PROBLEM STATEMENT:
Copy exactly the last part of the entries, starting from the line with "indicate the white daisy with a point" and including the final line.

RECORDS TO USE:

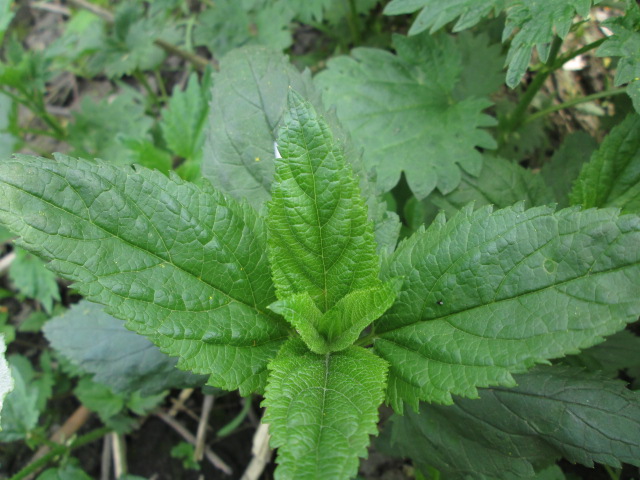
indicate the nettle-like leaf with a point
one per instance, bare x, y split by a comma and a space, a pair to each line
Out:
408, 112
6, 380
320, 240
625, 43
511, 432
536, 23
490, 293
612, 176
248, 100
323, 393
500, 182
122, 359
182, 265
321, 409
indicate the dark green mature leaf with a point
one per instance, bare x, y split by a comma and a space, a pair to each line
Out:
402, 111
122, 359
230, 24
248, 100
31, 278
553, 412
618, 353
23, 405
536, 23
183, 265
565, 165
320, 241
625, 43
491, 293
612, 176
321, 410
501, 183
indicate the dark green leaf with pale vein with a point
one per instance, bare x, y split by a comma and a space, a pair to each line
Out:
248, 100
321, 410
612, 176
182, 265
402, 111
320, 240
122, 359
536, 23
488, 294
553, 412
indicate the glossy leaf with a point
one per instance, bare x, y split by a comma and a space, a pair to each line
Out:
248, 100
122, 359
488, 294
321, 410
509, 432
181, 264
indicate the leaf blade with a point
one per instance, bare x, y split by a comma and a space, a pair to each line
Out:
479, 303
321, 409
178, 254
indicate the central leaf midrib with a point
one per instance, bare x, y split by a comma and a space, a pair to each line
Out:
141, 249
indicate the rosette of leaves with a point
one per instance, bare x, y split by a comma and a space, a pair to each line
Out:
298, 305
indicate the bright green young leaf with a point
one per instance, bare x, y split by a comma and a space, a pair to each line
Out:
501, 183
565, 165
320, 240
341, 325
488, 294
6, 380
625, 43
184, 119
67, 472
536, 23
612, 176
183, 265
23, 405
553, 412
248, 100
230, 24
402, 111
32, 279
122, 359
321, 410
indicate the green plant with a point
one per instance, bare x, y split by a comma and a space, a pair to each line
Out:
397, 253
467, 302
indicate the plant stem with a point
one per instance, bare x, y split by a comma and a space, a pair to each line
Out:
354, 26
59, 450
575, 101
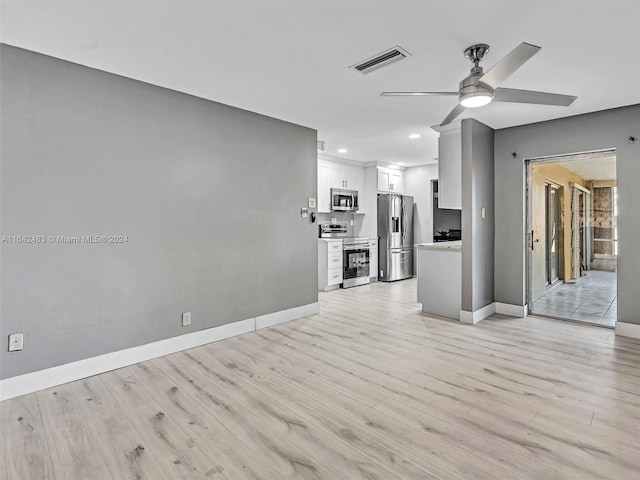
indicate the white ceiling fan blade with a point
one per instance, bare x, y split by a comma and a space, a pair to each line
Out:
509, 64
529, 96
415, 94
453, 115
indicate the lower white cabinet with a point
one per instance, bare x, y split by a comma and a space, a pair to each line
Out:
329, 264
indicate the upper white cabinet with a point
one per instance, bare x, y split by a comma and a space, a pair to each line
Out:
450, 169
340, 175
390, 180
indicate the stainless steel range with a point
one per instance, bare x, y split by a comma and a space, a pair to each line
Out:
355, 261
355, 254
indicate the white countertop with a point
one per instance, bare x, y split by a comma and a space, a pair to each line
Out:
454, 245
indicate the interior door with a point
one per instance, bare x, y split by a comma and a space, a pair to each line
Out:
552, 237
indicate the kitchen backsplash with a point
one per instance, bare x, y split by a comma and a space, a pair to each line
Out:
355, 230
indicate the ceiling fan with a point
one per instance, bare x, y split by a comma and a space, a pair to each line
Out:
480, 88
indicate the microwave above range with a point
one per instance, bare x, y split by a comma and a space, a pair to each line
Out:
344, 200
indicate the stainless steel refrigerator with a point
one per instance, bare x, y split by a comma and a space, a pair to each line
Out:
395, 232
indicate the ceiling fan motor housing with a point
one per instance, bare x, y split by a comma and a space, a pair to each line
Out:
470, 87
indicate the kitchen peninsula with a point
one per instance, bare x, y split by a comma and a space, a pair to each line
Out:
439, 271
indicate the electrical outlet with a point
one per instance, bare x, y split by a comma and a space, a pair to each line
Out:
16, 342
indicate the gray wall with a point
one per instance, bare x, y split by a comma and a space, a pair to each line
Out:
477, 232
208, 195
595, 131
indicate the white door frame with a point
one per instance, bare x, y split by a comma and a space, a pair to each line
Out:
528, 242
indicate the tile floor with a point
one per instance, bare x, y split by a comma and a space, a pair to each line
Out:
593, 299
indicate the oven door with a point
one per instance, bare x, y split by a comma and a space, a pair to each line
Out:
356, 266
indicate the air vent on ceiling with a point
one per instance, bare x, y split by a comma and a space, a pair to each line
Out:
382, 59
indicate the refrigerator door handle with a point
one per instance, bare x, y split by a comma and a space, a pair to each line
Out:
404, 225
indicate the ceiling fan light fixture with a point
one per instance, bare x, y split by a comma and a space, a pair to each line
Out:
475, 99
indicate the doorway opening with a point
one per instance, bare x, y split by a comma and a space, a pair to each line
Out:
572, 220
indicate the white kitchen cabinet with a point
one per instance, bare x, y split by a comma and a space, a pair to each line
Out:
329, 264
373, 258
390, 181
361, 186
340, 175
450, 169
324, 198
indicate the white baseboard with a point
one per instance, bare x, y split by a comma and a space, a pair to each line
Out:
631, 330
51, 377
519, 311
282, 316
477, 316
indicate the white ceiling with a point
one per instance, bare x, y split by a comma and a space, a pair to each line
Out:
288, 58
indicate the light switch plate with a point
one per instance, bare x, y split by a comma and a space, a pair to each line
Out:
16, 342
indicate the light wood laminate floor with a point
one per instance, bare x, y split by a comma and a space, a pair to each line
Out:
368, 389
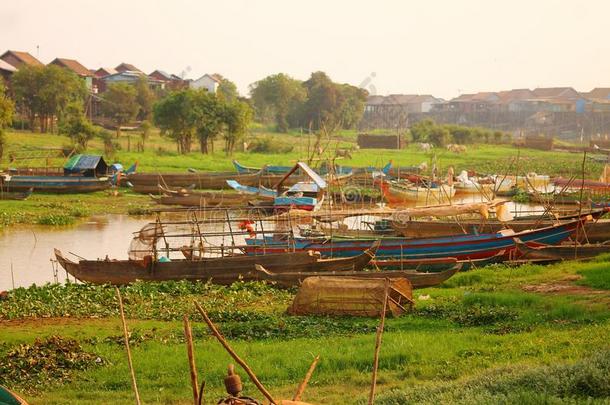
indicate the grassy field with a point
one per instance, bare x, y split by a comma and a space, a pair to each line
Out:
531, 334
160, 154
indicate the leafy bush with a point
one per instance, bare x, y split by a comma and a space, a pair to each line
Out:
55, 219
269, 145
45, 362
144, 300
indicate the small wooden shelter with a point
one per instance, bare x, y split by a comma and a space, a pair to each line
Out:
352, 296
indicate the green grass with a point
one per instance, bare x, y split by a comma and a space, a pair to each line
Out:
480, 339
57, 210
597, 276
161, 155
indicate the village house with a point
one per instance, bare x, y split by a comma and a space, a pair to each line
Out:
6, 71
557, 99
77, 68
401, 103
208, 82
18, 59
469, 103
172, 82
598, 100
128, 67
99, 85
131, 77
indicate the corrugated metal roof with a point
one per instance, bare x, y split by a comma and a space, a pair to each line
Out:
82, 162
7, 66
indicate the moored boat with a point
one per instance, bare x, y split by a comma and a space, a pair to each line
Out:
219, 270
416, 278
15, 195
399, 193
461, 247
562, 252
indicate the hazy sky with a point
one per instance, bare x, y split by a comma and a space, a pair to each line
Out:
439, 47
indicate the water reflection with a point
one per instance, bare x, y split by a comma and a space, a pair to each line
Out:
29, 249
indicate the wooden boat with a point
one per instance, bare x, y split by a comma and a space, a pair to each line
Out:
399, 193
595, 231
8, 397
15, 195
462, 247
339, 170
202, 199
53, 184
241, 169
417, 279
201, 180
434, 265
578, 183
562, 252
220, 270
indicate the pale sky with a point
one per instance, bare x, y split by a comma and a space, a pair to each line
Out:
425, 46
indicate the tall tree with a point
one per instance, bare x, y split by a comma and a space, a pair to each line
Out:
120, 104
176, 116
145, 98
7, 108
321, 110
209, 111
227, 90
46, 91
76, 125
237, 118
276, 97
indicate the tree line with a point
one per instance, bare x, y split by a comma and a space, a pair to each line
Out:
443, 134
317, 103
54, 99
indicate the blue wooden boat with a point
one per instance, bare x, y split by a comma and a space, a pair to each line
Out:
461, 247
80, 174
261, 191
241, 169
340, 170
54, 184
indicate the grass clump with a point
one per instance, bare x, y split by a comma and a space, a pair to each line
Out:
597, 276
46, 362
143, 300
587, 380
55, 219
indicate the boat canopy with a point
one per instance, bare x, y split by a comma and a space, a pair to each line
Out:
315, 177
86, 165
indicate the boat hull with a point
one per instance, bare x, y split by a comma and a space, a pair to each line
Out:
461, 247
55, 184
222, 270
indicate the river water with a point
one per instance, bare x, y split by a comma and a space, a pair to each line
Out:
26, 251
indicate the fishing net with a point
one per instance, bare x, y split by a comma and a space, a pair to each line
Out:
351, 296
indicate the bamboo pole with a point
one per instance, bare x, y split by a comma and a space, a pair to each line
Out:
188, 334
378, 343
303, 385
134, 384
239, 361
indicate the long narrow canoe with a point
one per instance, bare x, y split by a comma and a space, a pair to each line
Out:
417, 279
15, 195
8, 397
54, 184
206, 180
562, 252
202, 199
594, 231
219, 270
462, 247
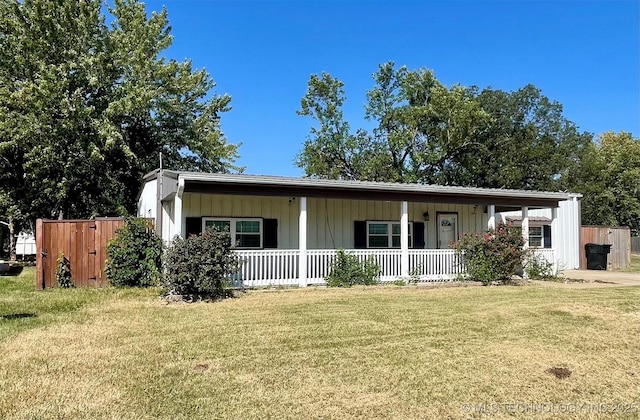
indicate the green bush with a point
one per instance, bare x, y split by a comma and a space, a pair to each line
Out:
495, 255
63, 272
199, 266
347, 270
134, 256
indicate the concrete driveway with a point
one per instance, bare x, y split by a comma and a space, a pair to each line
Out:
603, 277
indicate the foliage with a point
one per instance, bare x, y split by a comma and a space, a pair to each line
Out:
134, 256
538, 268
86, 107
200, 265
495, 255
347, 270
428, 133
609, 178
63, 272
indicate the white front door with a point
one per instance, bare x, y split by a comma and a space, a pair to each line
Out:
447, 229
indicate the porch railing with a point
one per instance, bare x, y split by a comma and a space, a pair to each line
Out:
319, 262
277, 267
280, 267
434, 264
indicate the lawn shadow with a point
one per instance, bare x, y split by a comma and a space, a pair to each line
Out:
18, 315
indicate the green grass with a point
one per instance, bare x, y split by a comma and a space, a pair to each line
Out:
634, 267
22, 308
378, 352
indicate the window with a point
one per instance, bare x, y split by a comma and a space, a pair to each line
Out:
386, 235
535, 236
245, 233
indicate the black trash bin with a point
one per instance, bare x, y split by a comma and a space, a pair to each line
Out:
597, 256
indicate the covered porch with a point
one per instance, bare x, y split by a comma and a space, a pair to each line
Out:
287, 230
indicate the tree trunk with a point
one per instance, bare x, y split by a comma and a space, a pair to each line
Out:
12, 240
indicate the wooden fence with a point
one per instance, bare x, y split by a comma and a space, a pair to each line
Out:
83, 243
618, 237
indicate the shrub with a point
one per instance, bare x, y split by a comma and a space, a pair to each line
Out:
134, 256
496, 255
199, 266
538, 268
63, 272
347, 270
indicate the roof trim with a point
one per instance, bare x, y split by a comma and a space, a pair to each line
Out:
312, 187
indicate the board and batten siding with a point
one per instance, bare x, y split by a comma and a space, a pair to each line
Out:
329, 221
147, 202
567, 244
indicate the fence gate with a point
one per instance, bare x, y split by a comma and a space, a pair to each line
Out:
82, 242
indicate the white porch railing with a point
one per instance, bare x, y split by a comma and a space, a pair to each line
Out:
277, 267
319, 262
280, 267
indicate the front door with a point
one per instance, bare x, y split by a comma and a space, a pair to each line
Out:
447, 229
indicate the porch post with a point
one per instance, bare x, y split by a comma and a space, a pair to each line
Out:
492, 216
525, 226
404, 239
177, 209
302, 243
555, 236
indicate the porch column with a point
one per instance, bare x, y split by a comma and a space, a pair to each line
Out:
555, 236
302, 243
404, 239
177, 209
492, 216
525, 226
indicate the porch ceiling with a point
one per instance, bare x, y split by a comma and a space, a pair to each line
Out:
360, 190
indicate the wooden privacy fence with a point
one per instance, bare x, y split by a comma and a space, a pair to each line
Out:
618, 237
83, 243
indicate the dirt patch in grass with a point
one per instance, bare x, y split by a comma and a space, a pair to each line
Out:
559, 372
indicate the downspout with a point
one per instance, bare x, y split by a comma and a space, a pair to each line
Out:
177, 219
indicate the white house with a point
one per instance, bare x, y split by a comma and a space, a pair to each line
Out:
287, 230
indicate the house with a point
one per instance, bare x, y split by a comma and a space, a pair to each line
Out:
287, 230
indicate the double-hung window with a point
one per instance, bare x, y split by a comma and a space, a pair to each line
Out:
245, 232
386, 235
535, 236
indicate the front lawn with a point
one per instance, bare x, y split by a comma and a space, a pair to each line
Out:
379, 352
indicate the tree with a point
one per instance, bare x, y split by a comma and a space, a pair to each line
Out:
428, 133
86, 107
608, 176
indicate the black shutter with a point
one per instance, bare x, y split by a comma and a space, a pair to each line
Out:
546, 232
359, 234
418, 235
270, 239
194, 226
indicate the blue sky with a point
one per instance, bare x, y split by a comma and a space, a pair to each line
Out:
583, 54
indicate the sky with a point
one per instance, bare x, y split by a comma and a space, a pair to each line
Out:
583, 54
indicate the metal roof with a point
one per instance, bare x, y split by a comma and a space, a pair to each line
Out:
279, 185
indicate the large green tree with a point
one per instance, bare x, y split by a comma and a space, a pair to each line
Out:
608, 176
428, 133
86, 107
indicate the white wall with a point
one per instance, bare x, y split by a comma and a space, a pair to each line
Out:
330, 221
567, 244
25, 244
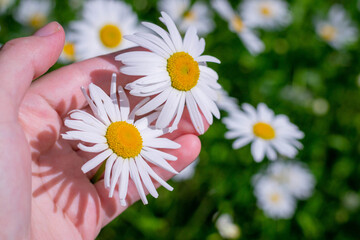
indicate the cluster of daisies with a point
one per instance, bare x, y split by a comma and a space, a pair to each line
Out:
87, 37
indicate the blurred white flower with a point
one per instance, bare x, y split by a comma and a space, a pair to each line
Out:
102, 28
227, 228
225, 102
337, 30
5, 4
273, 199
187, 172
293, 176
266, 14
268, 133
239, 26
184, 15
33, 13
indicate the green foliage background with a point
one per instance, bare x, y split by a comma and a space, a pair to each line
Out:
296, 69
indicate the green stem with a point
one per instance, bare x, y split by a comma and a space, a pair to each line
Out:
99, 173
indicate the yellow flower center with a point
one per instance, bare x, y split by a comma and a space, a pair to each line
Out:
124, 139
110, 35
37, 20
266, 11
264, 131
328, 32
69, 50
183, 70
237, 23
189, 15
275, 198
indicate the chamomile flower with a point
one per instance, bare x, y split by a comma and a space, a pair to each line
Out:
268, 133
125, 145
5, 4
33, 13
69, 53
184, 15
102, 28
225, 102
337, 30
274, 200
176, 71
239, 26
266, 14
293, 176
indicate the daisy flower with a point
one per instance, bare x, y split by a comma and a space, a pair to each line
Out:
184, 15
239, 26
225, 102
69, 53
102, 28
268, 133
227, 228
176, 71
293, 176
274, 200
33, 13
337, 30
124, 145
5, 4
266, 14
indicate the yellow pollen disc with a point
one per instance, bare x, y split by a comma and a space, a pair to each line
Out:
328, 32
124, 139
237, 23
189, 15
183, 70
110, 35
266, 11
264, 131
69, 50
37, 20
275, 198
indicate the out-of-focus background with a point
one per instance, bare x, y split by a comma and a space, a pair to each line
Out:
297, 74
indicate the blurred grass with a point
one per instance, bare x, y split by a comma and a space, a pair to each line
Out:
295, 69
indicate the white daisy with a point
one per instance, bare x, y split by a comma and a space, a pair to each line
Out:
176, 71
293, 176
337, 30
239, 25
187, 173
274, 200
266, 14
5, 4
33, 13
102, 28
68, 53
225, 102
184, 15
268, 133
124, 144
227, 228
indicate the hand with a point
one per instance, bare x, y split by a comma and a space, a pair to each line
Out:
44, 194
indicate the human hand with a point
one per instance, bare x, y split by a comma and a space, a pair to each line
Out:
44, 194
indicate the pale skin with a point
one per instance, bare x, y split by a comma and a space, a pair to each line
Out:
44, 194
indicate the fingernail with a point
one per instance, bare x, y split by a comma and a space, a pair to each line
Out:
48, 29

THE RESULT:
indicate the white daisy with a point
one per instance, bare x, y split by a comma and a space, a pair to each line
Out:
176, 71
293, 176
337, 30
239, 25
187, 173
274, 200
266, 14
5, 4
33, 13
102, 28
68, 53
225, 102
184, 15
268, 133
124, 144
227, 228
indicate the hand with a point
one per instance, bare x, y split by a comma and a space, a pair to each line
Out:
44, 194
indicate the human hand with a point
one per instance, bare x, y split by a comma and a space, a pair to each line
Out:
44, 194
indicate the pale skin with a point
one per instance, bare x, y split by a comma and a space, a pair to each line
Out:
44, 194
indicate the fingernail with a point
one per instance, bare x, y split by a comma and a space, a pair to each line
Out:
48, 29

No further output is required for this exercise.